Passage shown:
※ ※ ※

By Kristin Shea
We’ve all been there. You walk into the dentist office and think you hear your favorite song. But something is not quite right. The lyrics and the basic tune sound very much like “Suedehead,” but with Morrissey’s crooning voice replaced with another and with a note changed here and there. Can this altered version of the song really still be considered “Suedehead?”
In much the same way, can a genetically modified organism, or GMO, still be considered authentic? The fruit you’re about to bite into may be red, round, sweet and fibrous, but with the splicing of another gene, it is no longer truly an apple, but rather a bad remake of an apple.
Even the ostensibly negative traits that GMOs “correct” serve a purpose. For example, Canadian company Okanagan Specialty Fruits has created the Arctic Apple, which is genetically modified to block enzymatic browning. However, we lose an important visual cue by interfering with the natural spoiling process. Browning of an apple sliced days earlier indicates that the fruit is not as fresh, not as nutritious and not as tasty.

※ ※ ※

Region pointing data
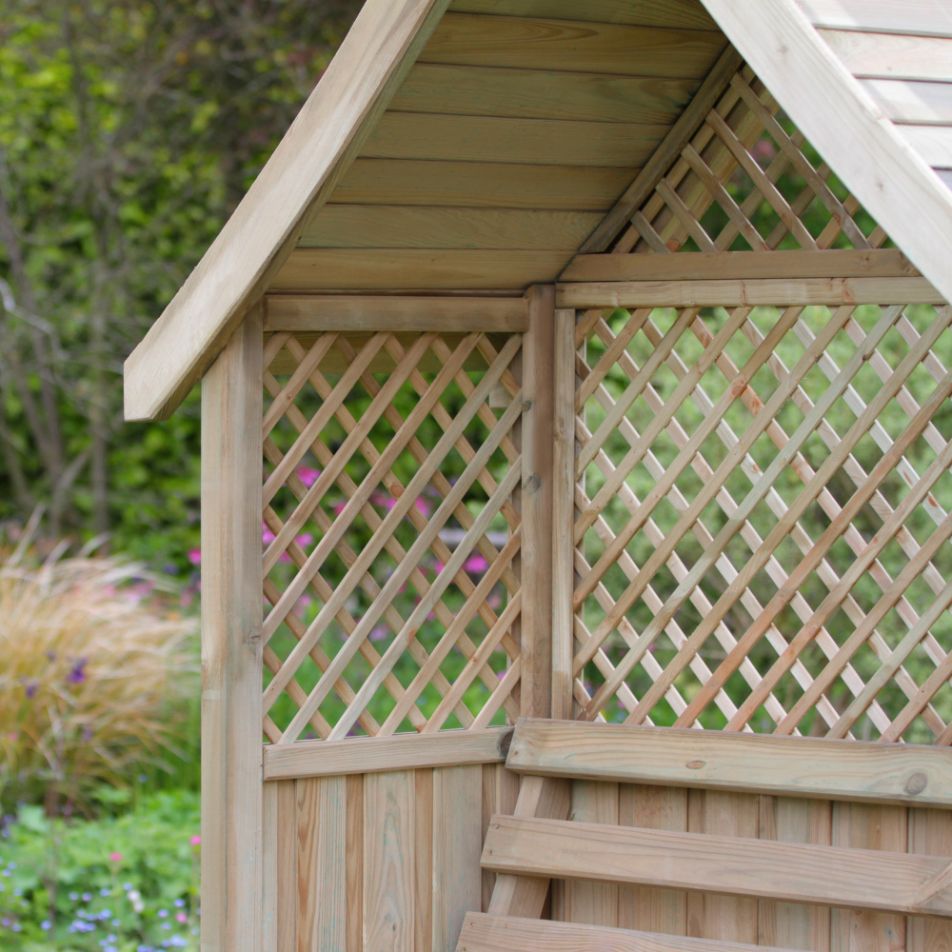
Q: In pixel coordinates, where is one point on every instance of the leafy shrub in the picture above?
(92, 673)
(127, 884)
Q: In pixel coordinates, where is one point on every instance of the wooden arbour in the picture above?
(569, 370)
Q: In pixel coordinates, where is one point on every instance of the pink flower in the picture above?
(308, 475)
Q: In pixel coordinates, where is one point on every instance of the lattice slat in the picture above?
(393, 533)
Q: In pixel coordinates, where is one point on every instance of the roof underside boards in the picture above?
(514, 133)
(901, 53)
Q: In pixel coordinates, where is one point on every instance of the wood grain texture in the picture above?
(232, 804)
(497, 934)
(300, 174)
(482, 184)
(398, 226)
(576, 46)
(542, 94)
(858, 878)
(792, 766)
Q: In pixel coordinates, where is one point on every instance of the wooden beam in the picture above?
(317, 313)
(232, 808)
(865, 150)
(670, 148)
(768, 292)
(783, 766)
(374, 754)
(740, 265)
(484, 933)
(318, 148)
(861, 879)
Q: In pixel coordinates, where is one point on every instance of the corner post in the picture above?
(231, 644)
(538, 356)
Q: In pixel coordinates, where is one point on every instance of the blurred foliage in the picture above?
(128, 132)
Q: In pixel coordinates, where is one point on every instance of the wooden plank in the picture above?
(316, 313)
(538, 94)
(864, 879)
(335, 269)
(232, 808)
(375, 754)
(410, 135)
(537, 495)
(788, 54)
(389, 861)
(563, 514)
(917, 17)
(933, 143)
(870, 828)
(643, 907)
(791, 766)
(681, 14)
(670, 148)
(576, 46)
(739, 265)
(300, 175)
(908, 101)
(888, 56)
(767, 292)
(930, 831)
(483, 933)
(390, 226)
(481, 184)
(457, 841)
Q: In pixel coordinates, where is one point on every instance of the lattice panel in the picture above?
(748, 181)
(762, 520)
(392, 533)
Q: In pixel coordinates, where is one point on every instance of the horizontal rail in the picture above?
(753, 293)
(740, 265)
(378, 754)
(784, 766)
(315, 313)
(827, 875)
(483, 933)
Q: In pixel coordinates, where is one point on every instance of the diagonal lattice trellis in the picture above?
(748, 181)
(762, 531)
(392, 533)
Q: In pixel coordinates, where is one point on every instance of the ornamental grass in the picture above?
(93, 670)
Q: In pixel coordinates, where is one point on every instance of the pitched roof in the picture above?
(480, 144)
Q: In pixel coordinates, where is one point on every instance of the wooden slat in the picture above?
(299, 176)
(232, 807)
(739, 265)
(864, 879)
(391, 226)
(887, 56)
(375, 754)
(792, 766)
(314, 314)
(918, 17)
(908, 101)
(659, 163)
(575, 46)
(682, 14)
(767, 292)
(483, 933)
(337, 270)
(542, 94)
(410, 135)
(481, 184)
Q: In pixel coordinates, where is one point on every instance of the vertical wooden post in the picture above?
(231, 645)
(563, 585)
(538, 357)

※ ※ ※

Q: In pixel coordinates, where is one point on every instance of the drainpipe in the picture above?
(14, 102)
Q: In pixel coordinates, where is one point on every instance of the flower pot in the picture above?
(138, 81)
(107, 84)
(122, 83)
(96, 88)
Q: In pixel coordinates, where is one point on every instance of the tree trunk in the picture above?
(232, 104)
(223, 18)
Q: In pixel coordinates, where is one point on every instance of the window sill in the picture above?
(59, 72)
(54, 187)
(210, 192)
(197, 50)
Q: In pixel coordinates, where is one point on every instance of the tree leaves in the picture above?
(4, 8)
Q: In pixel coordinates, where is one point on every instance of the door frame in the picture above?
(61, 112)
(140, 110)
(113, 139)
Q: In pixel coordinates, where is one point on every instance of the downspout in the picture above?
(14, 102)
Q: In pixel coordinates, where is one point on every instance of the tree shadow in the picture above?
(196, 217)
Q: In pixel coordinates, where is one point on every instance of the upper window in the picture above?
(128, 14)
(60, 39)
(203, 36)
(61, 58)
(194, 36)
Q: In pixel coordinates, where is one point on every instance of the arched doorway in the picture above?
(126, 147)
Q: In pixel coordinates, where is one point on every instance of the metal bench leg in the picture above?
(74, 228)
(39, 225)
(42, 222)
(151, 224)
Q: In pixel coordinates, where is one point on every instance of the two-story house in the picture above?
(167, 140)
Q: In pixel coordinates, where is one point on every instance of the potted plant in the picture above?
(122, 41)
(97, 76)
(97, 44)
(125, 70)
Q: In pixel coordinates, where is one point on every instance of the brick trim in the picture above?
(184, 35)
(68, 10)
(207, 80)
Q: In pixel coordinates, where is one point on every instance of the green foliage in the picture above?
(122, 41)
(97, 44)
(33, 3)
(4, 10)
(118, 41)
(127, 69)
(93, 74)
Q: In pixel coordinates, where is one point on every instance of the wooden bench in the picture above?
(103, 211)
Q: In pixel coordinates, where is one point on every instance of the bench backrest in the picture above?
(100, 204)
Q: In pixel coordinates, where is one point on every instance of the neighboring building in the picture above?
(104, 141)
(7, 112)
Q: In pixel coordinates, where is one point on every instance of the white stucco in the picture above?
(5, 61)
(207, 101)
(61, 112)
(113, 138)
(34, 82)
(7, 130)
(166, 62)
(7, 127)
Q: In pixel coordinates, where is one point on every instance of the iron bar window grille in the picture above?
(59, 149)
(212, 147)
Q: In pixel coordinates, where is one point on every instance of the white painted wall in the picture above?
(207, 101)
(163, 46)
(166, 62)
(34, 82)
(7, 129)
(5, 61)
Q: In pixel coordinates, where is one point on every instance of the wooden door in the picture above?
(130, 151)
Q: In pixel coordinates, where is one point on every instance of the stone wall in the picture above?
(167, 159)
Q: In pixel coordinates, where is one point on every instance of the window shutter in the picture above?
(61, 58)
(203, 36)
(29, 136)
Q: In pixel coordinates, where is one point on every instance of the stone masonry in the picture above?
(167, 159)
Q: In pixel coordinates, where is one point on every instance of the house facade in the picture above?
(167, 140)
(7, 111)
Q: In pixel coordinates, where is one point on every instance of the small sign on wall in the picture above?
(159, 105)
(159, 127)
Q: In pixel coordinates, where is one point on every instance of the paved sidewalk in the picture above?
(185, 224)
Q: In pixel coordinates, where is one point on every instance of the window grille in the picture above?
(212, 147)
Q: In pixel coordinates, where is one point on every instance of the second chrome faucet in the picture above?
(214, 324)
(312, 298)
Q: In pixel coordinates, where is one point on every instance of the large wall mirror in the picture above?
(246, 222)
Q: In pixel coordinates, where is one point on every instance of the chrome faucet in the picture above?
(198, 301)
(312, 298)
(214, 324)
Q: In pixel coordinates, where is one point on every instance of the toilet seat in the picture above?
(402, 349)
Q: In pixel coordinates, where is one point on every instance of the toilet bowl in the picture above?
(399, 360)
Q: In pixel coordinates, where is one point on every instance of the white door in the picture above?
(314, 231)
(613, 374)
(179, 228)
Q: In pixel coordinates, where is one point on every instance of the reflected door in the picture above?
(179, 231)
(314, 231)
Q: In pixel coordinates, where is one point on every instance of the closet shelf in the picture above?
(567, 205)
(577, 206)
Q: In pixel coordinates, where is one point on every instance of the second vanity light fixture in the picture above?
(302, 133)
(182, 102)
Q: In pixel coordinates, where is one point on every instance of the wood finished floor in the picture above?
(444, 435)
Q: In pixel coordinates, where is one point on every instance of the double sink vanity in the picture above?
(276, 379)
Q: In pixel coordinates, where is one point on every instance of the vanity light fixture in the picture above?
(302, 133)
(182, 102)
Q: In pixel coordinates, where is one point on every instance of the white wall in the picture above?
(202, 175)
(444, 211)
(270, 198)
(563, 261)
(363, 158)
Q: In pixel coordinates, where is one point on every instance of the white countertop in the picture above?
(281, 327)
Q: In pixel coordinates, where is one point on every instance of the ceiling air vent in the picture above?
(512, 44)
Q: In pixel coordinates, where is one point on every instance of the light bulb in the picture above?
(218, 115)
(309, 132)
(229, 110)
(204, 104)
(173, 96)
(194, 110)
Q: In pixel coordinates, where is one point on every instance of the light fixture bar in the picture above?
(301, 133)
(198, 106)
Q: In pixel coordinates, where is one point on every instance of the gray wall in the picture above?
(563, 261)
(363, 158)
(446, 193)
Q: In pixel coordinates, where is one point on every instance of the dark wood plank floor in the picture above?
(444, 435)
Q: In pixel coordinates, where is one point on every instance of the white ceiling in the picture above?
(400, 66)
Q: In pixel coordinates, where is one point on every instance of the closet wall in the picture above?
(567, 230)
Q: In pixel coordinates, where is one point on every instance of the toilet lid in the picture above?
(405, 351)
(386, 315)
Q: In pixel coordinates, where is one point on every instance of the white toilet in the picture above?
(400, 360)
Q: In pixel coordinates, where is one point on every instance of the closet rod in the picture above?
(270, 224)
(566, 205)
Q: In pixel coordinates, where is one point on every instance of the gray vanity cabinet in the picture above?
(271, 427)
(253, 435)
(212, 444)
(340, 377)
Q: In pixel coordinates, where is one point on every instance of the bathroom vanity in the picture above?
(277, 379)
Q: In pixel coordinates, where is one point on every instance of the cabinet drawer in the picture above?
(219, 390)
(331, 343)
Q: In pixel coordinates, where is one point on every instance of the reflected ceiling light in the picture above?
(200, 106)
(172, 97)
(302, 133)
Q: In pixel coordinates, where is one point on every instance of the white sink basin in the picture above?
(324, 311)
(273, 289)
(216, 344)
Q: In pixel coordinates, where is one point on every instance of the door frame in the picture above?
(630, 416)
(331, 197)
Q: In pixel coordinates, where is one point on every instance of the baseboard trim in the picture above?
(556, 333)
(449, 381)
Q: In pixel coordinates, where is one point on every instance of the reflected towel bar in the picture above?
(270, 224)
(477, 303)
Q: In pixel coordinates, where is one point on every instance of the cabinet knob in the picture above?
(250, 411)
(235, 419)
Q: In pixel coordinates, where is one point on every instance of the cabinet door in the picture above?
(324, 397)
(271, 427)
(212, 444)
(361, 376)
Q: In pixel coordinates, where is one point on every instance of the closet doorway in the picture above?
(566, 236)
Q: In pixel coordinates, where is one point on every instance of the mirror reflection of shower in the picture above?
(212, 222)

※ ※ ※

Task 1:
Answer these questions about the GMO passage:
(a) Which song does the tune heard in the dentist office sound like?
(b) Which company created the Arctic Apple?
(c) What is the Arctic Apple genetically modified to block?
Task 2: Reproduce the GMO passage word for word, everything from "In much the" down to "of an apple.".

Exercise response 1:
(a) "Suedehead"
(b) Okanagan Specialty Fruits
(c) Enzymatic browning

Exercise response 2:
In much the same way, can a genetically modified organism, or GMO, still be considered authentic? The fruit you’re about to bite into may be red, round, sweet and fibrous, but with the splicing of another gene, it is no longer truly an apple, but rather a bad remake of an apple.